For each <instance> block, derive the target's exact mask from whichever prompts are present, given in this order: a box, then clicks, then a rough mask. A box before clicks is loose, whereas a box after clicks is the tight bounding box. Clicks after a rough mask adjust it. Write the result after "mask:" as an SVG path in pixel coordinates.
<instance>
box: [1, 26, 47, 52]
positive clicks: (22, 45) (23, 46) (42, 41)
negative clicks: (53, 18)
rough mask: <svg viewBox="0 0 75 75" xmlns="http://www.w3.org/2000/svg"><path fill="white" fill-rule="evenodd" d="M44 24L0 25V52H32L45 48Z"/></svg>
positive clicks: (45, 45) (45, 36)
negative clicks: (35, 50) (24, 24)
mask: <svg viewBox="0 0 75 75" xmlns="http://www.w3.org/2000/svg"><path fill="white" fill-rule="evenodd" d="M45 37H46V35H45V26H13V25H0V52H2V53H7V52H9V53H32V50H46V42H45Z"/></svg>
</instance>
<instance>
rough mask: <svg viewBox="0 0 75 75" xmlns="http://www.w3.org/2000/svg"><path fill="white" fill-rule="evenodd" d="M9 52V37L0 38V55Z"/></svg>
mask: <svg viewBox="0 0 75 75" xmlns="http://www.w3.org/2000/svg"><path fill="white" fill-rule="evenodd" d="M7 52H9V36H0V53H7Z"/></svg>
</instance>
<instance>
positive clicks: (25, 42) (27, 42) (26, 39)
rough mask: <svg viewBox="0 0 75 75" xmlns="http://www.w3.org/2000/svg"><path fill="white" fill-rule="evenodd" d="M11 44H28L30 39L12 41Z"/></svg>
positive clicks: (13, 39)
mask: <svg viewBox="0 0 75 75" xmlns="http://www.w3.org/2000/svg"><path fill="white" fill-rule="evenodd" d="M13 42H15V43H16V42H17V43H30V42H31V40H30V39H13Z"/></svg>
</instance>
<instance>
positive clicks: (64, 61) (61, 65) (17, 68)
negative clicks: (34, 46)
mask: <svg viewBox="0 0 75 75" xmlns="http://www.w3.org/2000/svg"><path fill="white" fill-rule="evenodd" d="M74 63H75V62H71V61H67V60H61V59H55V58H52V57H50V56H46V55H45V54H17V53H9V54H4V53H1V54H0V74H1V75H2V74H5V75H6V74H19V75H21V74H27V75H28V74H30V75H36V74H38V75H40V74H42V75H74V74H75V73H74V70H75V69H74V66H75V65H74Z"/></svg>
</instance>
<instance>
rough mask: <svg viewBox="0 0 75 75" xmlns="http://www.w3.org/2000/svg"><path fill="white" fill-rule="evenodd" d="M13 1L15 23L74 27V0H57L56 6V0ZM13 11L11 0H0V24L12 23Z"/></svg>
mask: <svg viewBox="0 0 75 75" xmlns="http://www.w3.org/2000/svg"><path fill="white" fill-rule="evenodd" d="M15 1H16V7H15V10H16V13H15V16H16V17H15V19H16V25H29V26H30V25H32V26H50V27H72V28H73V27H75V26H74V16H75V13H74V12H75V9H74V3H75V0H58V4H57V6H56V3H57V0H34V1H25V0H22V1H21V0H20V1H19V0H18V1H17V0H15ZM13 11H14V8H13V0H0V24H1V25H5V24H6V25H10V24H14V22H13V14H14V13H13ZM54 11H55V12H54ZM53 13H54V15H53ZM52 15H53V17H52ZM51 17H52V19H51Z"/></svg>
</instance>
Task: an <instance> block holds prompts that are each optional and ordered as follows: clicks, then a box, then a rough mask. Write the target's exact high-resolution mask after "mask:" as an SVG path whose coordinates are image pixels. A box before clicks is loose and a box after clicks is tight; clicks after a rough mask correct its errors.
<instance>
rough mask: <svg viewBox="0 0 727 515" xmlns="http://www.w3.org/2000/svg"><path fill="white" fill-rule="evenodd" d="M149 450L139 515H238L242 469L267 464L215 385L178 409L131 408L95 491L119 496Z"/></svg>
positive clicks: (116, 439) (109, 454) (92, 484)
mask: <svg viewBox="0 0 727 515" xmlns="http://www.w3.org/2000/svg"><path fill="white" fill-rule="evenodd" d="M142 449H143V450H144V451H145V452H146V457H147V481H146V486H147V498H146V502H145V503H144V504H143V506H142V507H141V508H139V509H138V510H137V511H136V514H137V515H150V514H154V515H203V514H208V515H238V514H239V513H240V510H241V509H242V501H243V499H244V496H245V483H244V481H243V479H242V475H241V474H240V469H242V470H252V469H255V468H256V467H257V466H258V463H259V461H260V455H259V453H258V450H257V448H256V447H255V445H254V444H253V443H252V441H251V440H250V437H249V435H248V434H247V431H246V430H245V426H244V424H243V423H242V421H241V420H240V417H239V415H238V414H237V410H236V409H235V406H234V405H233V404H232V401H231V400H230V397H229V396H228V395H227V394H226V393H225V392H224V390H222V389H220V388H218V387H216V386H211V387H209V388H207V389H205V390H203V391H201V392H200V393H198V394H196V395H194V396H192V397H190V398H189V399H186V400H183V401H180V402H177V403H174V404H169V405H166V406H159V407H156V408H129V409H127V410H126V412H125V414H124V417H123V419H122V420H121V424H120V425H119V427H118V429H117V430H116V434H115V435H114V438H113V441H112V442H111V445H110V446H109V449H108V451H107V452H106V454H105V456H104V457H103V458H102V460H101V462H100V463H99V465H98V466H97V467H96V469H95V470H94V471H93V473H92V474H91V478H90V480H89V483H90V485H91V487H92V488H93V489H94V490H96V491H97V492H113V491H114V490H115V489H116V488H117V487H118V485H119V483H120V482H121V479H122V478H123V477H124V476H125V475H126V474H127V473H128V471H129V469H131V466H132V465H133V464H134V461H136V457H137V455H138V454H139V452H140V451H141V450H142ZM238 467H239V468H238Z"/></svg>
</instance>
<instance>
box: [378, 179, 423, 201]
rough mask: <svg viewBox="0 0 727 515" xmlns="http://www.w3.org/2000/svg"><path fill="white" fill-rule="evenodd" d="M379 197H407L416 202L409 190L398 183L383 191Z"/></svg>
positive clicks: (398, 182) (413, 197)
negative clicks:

▬▬▬

REQUIRED WORK: Show, from the listing above, every line holding the word "loose".

RESPONSE TO THIS EXERCISE:
For each <instance> block, derive the target's exact mask from whichever prompts are present, given in this order: a box, then clicks, then a rough mask. A box before clicks is loose, whereas a box after clicks is the tight bounding box. Clicks after a rough mask adjust it. Write the result after "mask:" as an SVG path in pixel coordinates.
Task: an <instance> block holds prompts that are each optional and ordered as follows: clicks, then a box, then a rough mask. Write the target's exact high-resolution mask after "mask:" as an SVG path whose coordinates are image pixels. A box before clicks is loose and a box after clicks is tight; clicks after a rough mask correct its errors.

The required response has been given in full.